What you will do
Copy the rows below word for word, leaving out the pictures.

━━━ Exercise inputs

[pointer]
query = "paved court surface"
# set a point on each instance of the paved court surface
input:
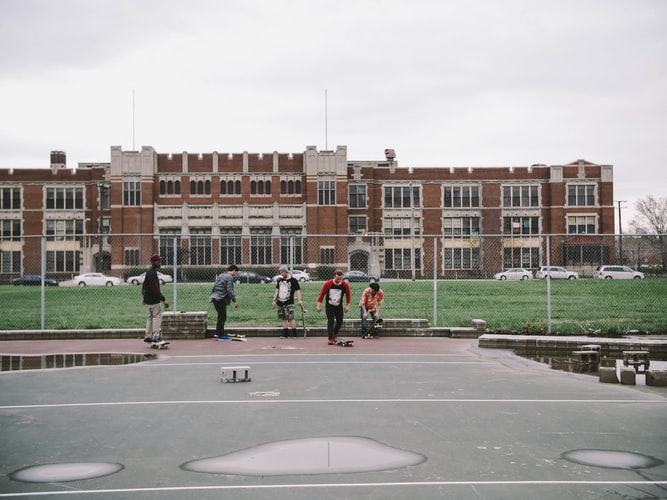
(389, 418)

━━━━━━

Worked answer
[pointer]
query = "paved court surface"
# set a point on each instance of the paved court surface
input:
(389, 418)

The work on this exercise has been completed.